### THE TASK
Rewrite everything from the line containing "Pinpoint white boat in this photo." down to the end of the lines, keeping each line and multiplying every bounding-box coordinate in the bracketed answers by 0.35. Round each product to a whole number, with halves rounded up.

### TASK MATERIAL
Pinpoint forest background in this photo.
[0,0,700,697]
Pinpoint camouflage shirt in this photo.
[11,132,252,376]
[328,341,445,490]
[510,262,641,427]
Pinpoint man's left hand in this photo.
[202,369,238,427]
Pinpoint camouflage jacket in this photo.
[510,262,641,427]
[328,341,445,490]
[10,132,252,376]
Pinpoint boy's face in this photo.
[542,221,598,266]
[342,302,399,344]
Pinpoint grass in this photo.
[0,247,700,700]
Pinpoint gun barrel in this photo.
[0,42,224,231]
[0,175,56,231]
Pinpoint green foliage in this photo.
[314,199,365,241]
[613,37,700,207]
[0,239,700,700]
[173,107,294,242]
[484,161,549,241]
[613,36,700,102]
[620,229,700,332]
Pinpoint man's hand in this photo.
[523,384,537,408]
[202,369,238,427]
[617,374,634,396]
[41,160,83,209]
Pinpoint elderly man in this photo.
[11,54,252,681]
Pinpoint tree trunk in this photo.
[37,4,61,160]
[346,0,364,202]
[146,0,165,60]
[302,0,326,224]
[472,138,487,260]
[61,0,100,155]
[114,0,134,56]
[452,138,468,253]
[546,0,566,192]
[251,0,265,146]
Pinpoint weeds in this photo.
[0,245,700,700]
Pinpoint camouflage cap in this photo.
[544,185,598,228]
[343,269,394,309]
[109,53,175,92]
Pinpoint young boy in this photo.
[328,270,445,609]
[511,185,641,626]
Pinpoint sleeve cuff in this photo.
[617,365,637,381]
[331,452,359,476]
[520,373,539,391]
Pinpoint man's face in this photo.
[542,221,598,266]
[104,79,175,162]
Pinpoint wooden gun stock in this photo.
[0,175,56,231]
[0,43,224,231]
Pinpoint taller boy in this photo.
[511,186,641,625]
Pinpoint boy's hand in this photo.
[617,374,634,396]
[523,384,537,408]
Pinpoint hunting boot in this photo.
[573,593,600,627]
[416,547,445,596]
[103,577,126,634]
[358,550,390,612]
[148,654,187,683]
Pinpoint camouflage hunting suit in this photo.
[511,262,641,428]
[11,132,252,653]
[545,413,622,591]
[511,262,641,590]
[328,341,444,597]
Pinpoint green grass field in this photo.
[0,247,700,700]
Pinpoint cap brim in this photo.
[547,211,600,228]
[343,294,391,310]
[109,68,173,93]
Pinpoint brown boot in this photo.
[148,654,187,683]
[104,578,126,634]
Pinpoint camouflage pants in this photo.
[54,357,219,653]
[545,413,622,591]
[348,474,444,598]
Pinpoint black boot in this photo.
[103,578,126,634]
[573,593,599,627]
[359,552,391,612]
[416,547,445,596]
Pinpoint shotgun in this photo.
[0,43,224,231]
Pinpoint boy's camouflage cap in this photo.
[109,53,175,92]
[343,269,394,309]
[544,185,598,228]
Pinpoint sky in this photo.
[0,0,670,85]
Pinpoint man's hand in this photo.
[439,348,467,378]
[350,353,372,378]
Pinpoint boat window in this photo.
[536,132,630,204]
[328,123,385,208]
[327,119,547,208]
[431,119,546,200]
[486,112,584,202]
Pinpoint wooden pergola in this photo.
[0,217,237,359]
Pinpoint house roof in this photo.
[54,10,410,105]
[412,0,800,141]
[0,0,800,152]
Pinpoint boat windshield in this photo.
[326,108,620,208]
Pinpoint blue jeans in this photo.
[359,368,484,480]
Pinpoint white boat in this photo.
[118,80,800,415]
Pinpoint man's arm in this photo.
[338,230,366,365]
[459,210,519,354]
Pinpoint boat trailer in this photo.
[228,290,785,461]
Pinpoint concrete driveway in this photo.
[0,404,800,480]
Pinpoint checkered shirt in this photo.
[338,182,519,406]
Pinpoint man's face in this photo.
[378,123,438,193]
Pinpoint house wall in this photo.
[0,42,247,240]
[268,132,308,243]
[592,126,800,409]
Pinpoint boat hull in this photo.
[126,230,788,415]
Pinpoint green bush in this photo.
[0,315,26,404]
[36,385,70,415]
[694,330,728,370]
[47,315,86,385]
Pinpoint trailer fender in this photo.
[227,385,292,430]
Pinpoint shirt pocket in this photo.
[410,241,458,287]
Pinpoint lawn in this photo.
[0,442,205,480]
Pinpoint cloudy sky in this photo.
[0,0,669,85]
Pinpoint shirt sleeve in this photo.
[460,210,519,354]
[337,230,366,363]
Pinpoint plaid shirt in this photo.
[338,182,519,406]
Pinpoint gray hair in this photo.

### RESULT
Pinpoint white boat in this photo.
[41,28,280,145]
Pinpoint man's arm in this photo.
[118,81,128,128]
[161,74,182,124]
Pinpoint boat trailer in this photo.
[80,102,275,161]
Pinpoint concrete driveway in this photo.
[0,141,280,168]
Pinpoint checkered shirt in this photo.
[118,64,182,142]
Pinpoint man's face in this photo.
[132,43,153,68]
Pinpoint house wall in this photo.
[0,15,86,84]
[94,46,108,85]
[207,44,280,143]
Pinpoint boat hull in this photo.
[44,81,276,145]
Pinpoint green bush in this photo.
[0,110,9,141]
[13,135,25,145]
[243,116,255,130]
[16,110,30,135]
Pinpoint trailer fender in this photo.
[79,135,102,151]
Pinpoint shirt pocket in this photo.
[144,84,160,100]
Pinpoint lawn in this photo.
[0,155,72,168]
Pinpoint cloudy sky in this photo.
[0,0,234,30]
Pinpoint shirt sleeve in this photo.
[161,74,182,124]
[118,81,128,127]
Pinpoint plaid shirt in this photo.
[118,64,182,142]
Pinpoint gray hair in this photo.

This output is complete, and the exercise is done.